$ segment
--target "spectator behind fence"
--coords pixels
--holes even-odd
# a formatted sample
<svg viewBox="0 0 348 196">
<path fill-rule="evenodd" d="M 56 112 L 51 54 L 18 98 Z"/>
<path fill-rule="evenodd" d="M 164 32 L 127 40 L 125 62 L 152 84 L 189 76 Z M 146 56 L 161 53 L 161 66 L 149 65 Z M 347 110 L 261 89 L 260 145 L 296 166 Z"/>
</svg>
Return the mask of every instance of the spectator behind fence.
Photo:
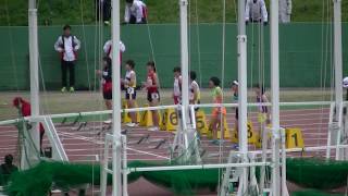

******

Put every line of the items into a numbered list, leaving out blank lines. Omit the pictures from your answer.

* _Output for this task_:
1. $ segment
2. --target "spectator behind fence"
3. --coords pixels
4. --holes even-odd
5. # a formatted sample
6. <svg viewBox="0 0 348 196">
7. <path fill-rule="evenodd" d="M 56 112 L 51 54 L 18 98 Z"/>
8. <path fill-rule="evenodd" d="M 164 32 L 127 40 L 125 62 L 152 84 L 189 76 Z M 146 56 L 161 53 L 161 66 L 149 65 Z M 347 110 L 261 89 L 260 145 L 296 166 Z"/>
9. </svg>
10. Return the mask of every instance of the spectator behind fence.
11. Photo:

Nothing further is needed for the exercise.